== Source records ==

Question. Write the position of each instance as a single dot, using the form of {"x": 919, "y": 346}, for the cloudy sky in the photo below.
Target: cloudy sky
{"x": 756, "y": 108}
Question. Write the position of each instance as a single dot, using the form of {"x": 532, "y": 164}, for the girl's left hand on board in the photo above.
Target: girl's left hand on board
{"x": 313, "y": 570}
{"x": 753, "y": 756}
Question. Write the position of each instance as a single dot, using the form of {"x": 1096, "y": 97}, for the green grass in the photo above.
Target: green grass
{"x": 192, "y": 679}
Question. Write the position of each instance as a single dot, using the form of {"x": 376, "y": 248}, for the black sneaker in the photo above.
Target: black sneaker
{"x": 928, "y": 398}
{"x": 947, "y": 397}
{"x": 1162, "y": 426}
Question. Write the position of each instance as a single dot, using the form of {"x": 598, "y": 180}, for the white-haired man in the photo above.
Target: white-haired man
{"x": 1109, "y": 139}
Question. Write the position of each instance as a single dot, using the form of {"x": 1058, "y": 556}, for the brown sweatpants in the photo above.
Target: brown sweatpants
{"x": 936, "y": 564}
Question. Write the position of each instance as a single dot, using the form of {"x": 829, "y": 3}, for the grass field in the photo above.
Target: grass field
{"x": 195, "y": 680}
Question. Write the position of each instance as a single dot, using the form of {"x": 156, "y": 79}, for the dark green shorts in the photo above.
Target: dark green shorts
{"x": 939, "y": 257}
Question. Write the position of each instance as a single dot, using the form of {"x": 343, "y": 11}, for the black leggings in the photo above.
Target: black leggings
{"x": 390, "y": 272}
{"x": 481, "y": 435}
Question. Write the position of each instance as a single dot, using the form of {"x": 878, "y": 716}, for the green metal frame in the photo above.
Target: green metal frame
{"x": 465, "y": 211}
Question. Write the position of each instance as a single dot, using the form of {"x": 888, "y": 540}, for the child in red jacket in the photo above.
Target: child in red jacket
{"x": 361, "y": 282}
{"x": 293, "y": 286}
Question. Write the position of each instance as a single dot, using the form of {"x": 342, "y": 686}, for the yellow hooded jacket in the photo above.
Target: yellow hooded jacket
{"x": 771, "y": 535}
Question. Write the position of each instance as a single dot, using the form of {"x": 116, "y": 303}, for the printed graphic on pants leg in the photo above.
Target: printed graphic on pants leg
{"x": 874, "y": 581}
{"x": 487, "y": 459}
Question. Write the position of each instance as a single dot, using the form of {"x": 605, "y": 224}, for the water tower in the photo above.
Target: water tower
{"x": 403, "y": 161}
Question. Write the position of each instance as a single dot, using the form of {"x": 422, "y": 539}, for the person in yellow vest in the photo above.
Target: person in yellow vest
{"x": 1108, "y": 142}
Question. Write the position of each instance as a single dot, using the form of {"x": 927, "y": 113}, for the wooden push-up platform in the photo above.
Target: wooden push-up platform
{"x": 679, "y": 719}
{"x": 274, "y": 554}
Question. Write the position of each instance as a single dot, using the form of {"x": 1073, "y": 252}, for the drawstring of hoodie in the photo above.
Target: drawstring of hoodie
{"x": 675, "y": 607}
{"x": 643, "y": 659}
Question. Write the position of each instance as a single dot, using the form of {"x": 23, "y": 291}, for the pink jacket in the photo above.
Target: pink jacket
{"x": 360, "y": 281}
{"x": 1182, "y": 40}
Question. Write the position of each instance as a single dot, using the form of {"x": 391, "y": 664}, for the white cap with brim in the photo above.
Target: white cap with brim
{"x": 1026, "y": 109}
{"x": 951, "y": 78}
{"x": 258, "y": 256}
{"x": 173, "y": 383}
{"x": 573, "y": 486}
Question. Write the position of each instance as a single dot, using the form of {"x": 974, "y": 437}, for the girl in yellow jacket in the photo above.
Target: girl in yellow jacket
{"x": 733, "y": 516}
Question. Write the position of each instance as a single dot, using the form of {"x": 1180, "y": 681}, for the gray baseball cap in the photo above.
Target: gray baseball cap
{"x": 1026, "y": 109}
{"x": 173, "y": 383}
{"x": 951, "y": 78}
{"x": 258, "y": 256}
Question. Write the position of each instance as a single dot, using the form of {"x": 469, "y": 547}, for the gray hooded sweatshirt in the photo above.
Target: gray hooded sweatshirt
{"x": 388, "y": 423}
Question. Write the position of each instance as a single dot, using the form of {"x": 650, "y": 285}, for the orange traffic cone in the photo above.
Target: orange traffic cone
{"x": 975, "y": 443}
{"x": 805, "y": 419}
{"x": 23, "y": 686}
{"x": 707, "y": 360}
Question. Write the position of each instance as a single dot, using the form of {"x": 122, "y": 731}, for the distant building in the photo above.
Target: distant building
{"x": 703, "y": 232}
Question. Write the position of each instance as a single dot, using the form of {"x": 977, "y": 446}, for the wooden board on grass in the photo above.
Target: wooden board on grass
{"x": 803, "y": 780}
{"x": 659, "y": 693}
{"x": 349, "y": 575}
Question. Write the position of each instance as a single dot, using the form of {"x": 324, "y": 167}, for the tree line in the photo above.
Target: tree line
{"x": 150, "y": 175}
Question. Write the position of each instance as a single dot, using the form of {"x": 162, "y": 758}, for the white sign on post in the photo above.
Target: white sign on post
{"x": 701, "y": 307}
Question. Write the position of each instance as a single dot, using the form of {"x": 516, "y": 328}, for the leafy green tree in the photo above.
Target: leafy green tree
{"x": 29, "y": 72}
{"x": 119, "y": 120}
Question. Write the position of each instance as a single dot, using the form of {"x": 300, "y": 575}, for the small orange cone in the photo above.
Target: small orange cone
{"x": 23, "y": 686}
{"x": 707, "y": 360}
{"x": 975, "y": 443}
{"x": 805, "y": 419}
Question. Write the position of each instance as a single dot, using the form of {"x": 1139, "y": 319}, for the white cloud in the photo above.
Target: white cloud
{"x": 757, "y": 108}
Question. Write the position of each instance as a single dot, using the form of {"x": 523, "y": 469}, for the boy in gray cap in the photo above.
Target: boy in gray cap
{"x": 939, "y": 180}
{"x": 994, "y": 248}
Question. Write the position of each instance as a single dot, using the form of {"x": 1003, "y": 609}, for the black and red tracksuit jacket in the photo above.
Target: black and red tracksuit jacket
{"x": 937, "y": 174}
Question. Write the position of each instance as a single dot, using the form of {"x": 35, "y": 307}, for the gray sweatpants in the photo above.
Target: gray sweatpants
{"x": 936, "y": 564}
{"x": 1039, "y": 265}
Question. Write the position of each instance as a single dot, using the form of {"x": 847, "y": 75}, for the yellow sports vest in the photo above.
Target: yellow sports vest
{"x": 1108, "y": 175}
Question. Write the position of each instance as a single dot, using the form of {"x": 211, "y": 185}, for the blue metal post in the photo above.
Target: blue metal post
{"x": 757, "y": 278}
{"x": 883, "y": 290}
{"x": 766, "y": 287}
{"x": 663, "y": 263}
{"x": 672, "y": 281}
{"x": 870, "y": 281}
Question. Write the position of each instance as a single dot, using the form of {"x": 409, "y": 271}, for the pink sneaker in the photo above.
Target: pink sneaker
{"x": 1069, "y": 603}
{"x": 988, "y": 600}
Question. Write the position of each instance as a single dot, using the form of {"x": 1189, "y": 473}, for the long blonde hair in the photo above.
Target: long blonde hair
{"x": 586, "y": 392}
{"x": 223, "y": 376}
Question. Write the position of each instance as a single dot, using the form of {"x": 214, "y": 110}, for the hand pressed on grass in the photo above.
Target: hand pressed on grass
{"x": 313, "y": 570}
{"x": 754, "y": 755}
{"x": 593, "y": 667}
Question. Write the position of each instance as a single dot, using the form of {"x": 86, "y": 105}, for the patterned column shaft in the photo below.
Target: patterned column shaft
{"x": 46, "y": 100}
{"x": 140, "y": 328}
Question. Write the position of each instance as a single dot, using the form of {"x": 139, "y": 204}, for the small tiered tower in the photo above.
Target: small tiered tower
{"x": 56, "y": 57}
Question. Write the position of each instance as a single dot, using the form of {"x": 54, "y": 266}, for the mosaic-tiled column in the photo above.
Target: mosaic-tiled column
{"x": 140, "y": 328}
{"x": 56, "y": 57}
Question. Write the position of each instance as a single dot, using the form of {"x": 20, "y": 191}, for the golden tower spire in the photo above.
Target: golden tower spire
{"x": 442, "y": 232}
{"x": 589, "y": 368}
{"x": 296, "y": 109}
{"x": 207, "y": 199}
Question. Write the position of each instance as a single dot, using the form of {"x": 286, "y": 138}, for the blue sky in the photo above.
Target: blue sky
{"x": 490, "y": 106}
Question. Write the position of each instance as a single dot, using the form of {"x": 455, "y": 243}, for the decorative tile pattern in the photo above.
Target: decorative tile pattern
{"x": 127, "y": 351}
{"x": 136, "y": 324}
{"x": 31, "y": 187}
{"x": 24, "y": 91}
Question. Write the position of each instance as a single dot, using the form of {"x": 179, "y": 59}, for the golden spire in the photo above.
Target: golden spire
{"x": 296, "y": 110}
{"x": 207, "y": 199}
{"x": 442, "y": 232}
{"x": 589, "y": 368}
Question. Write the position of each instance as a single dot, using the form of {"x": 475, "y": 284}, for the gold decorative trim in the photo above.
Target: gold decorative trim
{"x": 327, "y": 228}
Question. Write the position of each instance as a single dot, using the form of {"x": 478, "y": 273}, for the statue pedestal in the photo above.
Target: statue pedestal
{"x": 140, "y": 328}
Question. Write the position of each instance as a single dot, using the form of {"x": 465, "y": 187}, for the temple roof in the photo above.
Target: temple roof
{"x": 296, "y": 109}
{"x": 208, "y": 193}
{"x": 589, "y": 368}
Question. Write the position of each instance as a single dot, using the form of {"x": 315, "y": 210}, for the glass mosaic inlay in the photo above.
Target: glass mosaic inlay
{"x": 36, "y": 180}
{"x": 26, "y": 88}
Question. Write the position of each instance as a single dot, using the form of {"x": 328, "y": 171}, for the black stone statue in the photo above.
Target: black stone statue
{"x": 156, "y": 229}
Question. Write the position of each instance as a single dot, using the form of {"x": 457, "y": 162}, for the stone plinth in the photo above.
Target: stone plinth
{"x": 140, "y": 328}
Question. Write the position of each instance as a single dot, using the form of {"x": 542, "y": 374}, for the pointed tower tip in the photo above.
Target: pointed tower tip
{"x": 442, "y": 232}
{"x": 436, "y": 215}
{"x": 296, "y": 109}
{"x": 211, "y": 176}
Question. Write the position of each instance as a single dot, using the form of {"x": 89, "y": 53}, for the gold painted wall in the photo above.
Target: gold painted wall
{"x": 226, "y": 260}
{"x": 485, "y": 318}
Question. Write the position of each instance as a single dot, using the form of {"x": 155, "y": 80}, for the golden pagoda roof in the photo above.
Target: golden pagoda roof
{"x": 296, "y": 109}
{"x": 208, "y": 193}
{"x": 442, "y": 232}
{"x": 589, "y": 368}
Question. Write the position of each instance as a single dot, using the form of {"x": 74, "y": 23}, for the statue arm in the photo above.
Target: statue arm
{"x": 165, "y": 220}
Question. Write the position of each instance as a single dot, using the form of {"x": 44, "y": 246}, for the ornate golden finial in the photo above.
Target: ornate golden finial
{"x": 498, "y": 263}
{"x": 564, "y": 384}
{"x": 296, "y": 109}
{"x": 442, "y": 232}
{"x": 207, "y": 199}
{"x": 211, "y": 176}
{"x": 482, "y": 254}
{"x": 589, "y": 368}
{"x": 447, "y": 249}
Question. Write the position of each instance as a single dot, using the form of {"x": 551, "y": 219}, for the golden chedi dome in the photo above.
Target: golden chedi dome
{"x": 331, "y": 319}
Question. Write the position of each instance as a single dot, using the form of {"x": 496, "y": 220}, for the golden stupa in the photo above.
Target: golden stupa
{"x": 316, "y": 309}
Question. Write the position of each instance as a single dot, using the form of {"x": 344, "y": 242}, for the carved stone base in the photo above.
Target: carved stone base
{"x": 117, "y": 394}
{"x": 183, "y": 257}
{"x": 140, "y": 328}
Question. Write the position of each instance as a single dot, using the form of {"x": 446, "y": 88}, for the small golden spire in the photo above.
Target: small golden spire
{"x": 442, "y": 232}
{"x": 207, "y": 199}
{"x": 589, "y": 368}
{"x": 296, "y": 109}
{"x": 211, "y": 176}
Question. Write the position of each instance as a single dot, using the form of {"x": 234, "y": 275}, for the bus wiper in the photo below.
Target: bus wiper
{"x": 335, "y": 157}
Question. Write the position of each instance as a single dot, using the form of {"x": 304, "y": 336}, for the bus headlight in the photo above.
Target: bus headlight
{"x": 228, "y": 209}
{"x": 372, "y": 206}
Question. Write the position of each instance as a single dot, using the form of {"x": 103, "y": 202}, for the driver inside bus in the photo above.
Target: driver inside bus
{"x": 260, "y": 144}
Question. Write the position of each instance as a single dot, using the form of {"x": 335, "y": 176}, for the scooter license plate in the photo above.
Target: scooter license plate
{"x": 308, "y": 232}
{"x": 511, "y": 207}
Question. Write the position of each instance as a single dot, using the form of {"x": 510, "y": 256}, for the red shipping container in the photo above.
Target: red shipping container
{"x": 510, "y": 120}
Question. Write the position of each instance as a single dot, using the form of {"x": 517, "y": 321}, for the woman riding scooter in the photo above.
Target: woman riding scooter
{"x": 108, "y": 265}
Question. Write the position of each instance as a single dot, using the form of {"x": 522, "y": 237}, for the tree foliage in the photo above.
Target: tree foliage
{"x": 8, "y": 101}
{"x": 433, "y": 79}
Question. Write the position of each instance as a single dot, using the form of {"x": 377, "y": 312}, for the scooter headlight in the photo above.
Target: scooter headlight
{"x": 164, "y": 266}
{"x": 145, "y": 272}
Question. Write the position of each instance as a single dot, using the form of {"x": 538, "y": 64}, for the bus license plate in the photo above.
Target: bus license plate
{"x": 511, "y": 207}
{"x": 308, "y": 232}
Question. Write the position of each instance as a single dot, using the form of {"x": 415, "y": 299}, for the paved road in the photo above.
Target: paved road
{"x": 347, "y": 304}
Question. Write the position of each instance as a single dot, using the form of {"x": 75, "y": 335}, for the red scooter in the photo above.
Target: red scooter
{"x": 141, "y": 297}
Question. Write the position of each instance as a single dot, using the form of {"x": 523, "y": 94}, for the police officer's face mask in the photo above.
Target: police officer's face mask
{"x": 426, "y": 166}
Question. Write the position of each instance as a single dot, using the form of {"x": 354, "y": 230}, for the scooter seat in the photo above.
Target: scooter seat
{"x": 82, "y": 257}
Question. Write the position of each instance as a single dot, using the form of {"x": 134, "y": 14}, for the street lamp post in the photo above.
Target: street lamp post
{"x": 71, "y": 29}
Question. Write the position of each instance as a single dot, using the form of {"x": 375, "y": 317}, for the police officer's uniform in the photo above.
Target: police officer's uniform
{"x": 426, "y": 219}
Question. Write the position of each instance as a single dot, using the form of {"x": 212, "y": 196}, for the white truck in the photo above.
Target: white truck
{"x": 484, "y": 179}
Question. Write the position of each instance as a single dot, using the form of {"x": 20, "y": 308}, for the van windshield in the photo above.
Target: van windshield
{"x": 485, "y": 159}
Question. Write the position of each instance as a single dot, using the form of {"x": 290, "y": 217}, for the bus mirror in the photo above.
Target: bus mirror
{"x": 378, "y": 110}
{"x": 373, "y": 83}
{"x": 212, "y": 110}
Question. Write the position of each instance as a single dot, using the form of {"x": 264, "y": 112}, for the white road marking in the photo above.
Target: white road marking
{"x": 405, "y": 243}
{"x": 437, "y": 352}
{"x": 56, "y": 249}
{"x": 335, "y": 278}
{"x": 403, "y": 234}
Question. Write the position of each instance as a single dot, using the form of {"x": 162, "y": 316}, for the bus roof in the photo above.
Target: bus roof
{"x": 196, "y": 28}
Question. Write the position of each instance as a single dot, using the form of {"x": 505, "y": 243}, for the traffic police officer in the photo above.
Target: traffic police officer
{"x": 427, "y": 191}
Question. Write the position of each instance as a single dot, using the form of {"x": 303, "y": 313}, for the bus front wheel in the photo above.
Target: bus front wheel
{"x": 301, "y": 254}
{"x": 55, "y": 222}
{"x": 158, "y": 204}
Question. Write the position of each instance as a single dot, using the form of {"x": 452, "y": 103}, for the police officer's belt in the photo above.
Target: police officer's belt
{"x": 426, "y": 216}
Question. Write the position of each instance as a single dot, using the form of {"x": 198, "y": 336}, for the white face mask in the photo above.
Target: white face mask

===

| Goal |
Restate word for word the lines from the one holding "wheel in the photo above." to the end of the listing, both ends included, and nothing more.

| Worked solution |
Question. Write the position of each instance as a single dot, using the form of {"x": 303, "y": 313}, for the bus front wheel in the photo above.
Target: bus front wheel
{"x": 301, "y": 254}
{"x": 55, "y": 222}
{"x": 158, "y": 204}
Question. Write the position of each instance as a single dot, using the form of {"x": 452, "y": 103}, for the police officer's belt in the photo above.
Target: police officer's belt
{"x": 426, "y": 216}
Question. Write the position of each instance as a single dot, using the form of {"x": 198, "y": 336}, for the white face mask in the photo above.
Target: white face mask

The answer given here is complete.